**Excerpted text**:
####

Living a sustainable life with babies and children presents challenges that many don’t think about before kids. Staff writer and mother of two Virginia Petrucci shares her 10 Zero Waste Parenting Tips.
By Virginia Petrucci
Zero waste living and parenting? While this might seem like an unattainable aspiration, slow living can be incorporated into our parenting practices with the right mindset and proper resources. With a little bit of research and a lot of heart, we can start showing our kids what it’s like to live responsibly and gracefully–for the environment, for each other, and for ourselves.
1. Cloth Diapering
Replacing regular disposable baby diapers with environmentally friendly cloth diapers is the first step that many parents take on their journey towards a sustainable family life. Disposable diapers take up to 500 years to decompose in a landfill – yep, 500 years! Disposable diapers are also the 3rd largest consumer component of all landfill waste. Although disposable diapers have been the go-to solution for baby diapering for many years, cloth diapers are becoming increasingly popular, and there are a host of different cloth diaper options and brands available. If you aren’t totally ready to ditch the disposables, start by cloth diapering at home, and then transition to cloth baby diapers on the go – it’s easier than you think!

####

**Material**:

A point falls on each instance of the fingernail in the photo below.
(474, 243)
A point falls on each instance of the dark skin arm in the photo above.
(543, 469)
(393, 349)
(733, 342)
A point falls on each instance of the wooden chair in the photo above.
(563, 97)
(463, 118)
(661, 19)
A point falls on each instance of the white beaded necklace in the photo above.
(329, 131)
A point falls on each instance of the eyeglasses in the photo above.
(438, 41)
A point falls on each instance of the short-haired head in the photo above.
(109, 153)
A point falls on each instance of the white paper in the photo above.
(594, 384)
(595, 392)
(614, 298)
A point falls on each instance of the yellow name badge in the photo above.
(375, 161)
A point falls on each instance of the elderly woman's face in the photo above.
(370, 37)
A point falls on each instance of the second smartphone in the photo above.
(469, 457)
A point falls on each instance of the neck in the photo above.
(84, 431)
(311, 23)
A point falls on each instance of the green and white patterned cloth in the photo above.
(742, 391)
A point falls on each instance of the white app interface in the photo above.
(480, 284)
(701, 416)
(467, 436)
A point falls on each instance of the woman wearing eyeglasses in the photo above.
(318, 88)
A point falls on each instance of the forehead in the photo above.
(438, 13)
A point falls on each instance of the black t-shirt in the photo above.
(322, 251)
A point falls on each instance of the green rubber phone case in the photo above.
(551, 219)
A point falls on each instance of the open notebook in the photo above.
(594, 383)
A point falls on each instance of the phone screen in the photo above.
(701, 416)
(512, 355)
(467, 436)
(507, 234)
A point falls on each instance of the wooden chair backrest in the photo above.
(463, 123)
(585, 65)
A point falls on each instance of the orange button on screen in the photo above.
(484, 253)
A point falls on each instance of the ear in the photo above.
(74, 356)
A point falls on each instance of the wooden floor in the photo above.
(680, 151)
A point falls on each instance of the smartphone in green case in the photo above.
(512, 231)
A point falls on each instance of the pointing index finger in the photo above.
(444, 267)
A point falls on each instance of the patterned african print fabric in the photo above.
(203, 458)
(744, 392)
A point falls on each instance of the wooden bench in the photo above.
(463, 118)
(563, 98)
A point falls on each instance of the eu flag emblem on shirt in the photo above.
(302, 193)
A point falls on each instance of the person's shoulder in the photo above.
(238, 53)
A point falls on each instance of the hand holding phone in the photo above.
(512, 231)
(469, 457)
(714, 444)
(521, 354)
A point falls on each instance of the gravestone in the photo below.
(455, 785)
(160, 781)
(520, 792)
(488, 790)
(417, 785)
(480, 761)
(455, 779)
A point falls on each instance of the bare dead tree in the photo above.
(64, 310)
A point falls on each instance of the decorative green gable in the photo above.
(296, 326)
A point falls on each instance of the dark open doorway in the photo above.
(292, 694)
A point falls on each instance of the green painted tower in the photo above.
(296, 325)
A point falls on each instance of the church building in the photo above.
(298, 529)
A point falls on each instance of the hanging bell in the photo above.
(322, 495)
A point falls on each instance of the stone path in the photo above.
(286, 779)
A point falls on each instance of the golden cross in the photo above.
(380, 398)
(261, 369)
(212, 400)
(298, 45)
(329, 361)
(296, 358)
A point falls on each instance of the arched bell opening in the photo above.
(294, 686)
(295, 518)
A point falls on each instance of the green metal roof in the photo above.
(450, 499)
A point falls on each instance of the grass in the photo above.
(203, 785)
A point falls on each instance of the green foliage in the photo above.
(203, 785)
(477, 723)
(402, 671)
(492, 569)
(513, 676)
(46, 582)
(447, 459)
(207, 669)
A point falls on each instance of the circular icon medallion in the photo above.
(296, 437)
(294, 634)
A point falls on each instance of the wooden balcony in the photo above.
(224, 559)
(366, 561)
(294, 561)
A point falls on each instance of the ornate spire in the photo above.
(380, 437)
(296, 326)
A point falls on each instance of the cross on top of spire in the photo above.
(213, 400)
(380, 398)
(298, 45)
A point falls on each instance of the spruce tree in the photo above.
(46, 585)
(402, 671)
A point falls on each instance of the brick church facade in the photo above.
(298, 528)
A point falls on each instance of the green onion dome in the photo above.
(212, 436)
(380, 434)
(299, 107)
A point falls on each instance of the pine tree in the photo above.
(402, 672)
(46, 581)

####

**Your task**:
Set down, word for word, the passage of the zero waste parenting article above that runs from "By Virginia Petrucci" up to and including "and for ourselves.".

**Task answer**:
By Virginia Petrucci
Zero waste living and parenting? While this might seem like an unattainable aspiration, slow living can be incorporated into our parenting practices with the right mindset and proper resources. With a little bit of research and a lot of heart, we can start showing our kids what it’s like to live responsibly and gracefully–for the environment, for each other, and for ourselves.